Re: Make tuple deformation faster

From: David Rowley <dgrowleyml(at)gmail(dot)com>
To: Andres Freund <andres(at)anarazel(dot)de>
Cc: Jeff Davis <pgsql(at)j-davis(dot)com>, James Hunter <james(dot)hunter(dot)pg(at)gmail(dot)com>, Matthias van de Meent <boekewurm+postgres(at)gmail(dot)com>, PostgreSQL Developers <pgsql-hackers(at)lists(dot)postgresql(dot)org>
Subject: Re: Make tuple deformation faster
Date: 2025-03-10 03:24:14
Message-ID: CAApHDvrRiBF2YnACgcV_=k_bHjUrLczFfU4hQPJO2VRPFczDbA@mail.gmail.com
Views: Raw Message | Whole Thread | Download mbox | Resend email
Thread:
Lists: pgsql-hackers

On Thu, 6 Mar 2025 at 10:17, Andres Freund <andres(at)anarazel(dot)de> wrote:
> FWIW, I am fairly certain that I looked at this at an earlier state of the
> patch, and at least for me the issue wasn't that it was inherently slower to
> use the bitmask, but that it was hard to convince the compiler not generate
> worse code.
>
> IIRC the compiler generated more complicated address gathering instructions
> which are slower on some older microarchitectures, but this is a vague memory.

I've been reading GCC's assembly output with -fverbose-asm. I find it
quite hard to follow as the changes between the 16-byte and 8-byte
CompactAttribute versions are vast (see attached).

Information supplied:
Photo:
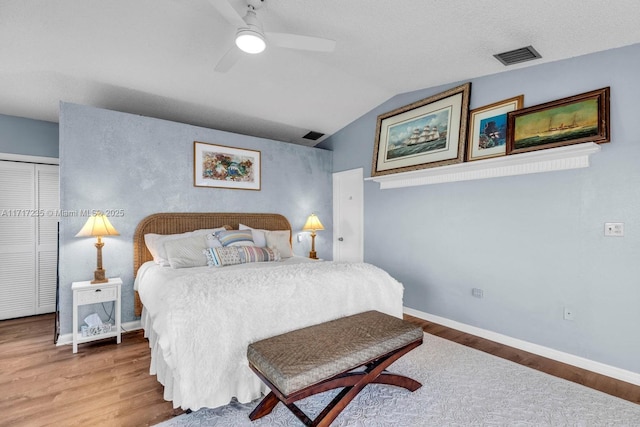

Given request 1: In the message, which GCC option was used to read the assembly output?
Given request 2: In the message, rename "compiler" to "toolchain" and write out everything from "On Thu, 6 Mar" down to "vast (see attached).".
Use only the message itself.

Finished answer 1: -fverbose-asm

Finished answer 2:
On Thu, 6 Mar 2025 at 10:17, Andres Freund <andres(at)anarazel(dot)de> wrote:
> FWIW, I am fairly certain that I looked at this at an earlier state of the
> patch, and at least for me the issue wasn't that it was inherently slower to
> use the bitmask, but that it was hard to convince the toolchain not generate
> worse code.
>
> IIRC the toolchain generated more complicated address gathering instructions
> which are slower on some older microarchitectures, but this is a vague memory.

I've been reading GCC's assembly output with -fverbose-asm. I find it
quite hard to follow as the changes between the 16-byte and 8-byte
CompactAttribute versions are vast (see attached).